Dataset records —
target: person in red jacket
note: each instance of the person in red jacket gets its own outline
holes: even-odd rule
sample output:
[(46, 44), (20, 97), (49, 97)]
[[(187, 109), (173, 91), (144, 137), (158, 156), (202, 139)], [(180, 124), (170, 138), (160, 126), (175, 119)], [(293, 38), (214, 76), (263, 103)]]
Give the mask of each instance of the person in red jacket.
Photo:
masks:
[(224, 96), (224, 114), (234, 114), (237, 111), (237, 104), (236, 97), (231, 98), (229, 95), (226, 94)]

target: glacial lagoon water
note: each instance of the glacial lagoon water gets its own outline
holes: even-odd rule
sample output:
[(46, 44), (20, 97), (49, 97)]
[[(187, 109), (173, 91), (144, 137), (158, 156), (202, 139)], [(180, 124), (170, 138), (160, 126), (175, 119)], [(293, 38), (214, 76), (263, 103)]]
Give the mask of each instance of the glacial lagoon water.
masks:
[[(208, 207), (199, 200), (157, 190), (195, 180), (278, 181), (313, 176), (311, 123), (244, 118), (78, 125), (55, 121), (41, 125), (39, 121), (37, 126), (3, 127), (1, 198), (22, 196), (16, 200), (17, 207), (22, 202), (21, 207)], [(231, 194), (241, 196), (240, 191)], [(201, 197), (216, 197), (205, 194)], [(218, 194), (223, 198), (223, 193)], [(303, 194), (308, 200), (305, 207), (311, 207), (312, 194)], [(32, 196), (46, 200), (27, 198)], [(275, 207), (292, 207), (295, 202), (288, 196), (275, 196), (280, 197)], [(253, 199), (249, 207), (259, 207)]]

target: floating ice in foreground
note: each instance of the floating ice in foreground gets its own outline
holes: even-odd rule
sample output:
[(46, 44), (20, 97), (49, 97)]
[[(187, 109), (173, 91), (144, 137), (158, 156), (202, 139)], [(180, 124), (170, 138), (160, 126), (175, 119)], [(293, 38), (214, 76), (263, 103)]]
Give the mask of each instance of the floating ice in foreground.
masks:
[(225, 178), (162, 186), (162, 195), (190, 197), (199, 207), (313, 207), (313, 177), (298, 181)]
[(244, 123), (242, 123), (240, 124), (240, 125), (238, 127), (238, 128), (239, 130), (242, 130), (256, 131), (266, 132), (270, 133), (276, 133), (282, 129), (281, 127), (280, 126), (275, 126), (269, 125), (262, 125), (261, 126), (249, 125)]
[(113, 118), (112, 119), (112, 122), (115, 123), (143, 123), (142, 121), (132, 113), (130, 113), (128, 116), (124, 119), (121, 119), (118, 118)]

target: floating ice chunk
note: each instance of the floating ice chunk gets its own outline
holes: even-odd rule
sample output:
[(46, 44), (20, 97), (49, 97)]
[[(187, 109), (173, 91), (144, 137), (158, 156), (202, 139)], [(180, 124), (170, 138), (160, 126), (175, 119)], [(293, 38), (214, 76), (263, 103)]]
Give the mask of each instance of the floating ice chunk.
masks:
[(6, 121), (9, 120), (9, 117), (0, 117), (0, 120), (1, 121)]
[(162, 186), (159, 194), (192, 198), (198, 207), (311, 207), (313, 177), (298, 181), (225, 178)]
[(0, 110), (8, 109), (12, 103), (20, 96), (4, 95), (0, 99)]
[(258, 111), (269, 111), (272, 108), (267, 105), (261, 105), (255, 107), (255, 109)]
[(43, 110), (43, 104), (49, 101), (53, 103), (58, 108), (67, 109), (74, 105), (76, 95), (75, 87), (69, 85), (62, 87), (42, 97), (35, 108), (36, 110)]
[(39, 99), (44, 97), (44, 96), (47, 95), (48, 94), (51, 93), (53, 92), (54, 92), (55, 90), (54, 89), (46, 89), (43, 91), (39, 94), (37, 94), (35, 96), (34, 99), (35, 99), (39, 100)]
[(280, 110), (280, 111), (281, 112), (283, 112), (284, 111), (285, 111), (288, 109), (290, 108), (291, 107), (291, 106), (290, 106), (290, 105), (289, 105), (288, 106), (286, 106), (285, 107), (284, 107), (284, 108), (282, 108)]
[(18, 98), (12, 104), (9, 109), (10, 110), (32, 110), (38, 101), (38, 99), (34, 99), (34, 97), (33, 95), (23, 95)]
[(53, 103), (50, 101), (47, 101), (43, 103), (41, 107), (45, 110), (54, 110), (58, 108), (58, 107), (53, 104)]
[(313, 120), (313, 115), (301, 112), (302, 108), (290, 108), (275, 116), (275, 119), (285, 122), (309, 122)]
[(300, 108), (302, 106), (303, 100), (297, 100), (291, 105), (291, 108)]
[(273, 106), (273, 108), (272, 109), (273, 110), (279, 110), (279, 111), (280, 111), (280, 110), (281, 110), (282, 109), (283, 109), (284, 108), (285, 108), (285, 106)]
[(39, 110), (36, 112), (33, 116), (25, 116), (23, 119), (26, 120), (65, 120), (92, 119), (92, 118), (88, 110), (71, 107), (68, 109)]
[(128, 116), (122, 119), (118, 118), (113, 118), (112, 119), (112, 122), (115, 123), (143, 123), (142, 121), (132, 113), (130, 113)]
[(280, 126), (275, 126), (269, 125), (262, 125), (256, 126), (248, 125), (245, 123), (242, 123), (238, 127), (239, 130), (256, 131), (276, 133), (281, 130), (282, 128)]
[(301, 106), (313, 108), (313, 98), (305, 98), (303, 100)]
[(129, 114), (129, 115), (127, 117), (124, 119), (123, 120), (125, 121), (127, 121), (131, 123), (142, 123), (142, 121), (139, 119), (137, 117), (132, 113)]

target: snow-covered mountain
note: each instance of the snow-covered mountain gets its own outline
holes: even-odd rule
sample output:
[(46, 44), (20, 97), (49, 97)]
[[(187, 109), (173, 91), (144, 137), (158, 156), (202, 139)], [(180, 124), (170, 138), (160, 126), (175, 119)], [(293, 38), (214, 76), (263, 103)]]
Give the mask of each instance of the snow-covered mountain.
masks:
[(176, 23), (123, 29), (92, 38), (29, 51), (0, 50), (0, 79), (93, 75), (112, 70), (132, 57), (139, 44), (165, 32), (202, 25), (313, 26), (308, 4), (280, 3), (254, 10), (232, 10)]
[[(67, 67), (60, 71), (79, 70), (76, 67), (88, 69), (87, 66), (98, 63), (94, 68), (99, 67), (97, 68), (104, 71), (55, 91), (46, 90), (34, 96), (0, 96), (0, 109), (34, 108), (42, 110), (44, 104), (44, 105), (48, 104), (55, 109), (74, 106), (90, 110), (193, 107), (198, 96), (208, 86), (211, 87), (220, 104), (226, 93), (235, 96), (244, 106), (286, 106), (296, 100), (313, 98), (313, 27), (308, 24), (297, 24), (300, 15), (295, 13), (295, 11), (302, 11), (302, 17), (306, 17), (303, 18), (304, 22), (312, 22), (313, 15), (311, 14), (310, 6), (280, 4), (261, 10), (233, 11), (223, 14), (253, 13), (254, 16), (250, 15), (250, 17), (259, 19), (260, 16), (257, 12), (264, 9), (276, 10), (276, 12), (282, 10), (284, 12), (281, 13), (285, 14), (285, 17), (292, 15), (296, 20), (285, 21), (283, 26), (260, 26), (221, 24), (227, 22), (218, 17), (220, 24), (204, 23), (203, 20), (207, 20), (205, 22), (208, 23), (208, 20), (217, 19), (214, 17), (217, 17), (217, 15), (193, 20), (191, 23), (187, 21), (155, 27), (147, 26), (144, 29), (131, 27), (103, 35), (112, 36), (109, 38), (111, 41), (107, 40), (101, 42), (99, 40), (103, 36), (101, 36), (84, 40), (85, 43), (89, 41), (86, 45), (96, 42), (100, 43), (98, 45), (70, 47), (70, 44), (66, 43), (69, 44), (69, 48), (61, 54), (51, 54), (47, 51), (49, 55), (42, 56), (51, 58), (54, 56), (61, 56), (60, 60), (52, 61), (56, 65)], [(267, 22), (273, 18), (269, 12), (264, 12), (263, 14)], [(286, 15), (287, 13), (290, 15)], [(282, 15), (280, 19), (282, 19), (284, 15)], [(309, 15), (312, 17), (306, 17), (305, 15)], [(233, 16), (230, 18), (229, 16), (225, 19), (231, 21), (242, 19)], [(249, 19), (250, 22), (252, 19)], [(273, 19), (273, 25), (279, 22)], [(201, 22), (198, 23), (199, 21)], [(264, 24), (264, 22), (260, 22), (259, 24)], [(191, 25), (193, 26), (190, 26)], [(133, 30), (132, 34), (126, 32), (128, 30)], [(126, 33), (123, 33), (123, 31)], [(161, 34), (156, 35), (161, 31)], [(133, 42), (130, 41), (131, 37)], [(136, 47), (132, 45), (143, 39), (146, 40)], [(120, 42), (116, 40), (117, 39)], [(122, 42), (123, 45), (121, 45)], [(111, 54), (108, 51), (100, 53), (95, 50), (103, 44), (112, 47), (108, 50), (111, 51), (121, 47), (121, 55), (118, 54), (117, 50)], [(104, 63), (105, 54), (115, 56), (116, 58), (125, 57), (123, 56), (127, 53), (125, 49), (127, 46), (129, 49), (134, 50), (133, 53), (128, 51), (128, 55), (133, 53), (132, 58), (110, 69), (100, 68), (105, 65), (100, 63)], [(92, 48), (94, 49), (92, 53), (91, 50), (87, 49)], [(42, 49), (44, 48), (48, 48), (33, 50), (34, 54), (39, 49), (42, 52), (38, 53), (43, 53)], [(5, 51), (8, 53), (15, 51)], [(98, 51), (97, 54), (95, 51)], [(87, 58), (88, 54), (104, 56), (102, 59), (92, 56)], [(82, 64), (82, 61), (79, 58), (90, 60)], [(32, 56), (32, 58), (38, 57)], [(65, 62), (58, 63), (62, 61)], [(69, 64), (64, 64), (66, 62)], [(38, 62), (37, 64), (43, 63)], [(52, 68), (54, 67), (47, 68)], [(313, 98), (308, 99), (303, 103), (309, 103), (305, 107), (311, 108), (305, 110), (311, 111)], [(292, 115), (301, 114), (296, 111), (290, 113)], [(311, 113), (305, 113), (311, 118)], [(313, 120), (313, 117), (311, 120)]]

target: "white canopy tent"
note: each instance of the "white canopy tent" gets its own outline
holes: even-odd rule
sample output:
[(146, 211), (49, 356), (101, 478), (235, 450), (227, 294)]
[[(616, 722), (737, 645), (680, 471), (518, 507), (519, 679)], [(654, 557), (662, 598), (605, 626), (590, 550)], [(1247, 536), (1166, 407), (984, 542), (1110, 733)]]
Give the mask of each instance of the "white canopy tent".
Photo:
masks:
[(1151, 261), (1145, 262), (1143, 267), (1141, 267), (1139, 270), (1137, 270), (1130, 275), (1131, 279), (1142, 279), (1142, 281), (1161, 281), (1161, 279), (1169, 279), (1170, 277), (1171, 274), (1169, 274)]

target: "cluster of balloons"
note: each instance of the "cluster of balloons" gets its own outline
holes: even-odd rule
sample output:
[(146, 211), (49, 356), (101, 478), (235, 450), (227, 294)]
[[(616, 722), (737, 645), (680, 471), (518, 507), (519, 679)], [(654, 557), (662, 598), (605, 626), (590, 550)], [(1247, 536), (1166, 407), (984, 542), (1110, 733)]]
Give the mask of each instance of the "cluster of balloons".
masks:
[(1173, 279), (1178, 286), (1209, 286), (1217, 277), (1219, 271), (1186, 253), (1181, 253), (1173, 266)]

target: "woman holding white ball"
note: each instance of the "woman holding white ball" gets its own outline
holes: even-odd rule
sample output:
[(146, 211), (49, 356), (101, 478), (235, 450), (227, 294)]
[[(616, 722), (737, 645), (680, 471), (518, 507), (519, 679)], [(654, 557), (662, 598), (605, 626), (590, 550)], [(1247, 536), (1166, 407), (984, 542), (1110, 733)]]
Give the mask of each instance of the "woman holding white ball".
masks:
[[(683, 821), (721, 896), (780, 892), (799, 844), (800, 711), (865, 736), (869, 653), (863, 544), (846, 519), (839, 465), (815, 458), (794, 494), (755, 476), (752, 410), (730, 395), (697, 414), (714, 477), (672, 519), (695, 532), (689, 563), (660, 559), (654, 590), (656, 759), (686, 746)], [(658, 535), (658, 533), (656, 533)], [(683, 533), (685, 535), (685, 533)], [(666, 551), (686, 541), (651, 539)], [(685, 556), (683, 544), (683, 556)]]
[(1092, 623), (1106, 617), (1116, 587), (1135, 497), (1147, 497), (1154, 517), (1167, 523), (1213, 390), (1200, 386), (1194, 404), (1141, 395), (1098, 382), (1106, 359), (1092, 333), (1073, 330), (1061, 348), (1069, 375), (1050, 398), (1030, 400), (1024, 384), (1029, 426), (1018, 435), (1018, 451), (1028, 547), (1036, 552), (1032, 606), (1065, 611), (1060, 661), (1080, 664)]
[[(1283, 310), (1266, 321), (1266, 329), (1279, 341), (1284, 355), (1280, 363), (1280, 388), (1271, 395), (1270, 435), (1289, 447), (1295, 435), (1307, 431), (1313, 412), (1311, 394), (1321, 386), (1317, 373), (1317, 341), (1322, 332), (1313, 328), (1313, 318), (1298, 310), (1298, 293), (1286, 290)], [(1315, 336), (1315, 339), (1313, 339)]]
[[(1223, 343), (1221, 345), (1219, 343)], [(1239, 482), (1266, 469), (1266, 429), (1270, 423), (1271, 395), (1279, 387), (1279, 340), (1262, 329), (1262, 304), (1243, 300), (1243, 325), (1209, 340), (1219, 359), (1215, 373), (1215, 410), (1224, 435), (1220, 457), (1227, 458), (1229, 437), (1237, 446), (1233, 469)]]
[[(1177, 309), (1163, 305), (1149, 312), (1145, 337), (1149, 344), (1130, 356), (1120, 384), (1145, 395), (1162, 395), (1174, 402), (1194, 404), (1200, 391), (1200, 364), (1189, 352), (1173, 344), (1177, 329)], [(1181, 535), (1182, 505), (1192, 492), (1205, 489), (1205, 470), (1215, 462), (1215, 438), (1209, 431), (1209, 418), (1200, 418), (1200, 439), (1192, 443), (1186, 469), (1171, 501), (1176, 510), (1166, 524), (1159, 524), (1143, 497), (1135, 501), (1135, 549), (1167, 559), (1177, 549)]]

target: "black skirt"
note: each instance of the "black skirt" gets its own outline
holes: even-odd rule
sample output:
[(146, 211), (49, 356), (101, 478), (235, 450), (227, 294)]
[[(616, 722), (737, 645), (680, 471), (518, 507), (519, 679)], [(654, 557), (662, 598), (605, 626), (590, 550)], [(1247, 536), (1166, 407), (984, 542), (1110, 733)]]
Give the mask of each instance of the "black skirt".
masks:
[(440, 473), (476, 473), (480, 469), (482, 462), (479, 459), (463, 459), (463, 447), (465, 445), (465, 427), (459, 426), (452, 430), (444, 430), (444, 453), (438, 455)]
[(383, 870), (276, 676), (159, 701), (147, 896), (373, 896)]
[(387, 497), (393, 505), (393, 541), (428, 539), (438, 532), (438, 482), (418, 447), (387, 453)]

To do —
List every line of the material above that contains the string "person", matching case exactly.

Solution for this problem —
target: person in red jacket
note: each instance of the person in red jacket gets its own outline
Give the mask of each instance of the person in red jacket.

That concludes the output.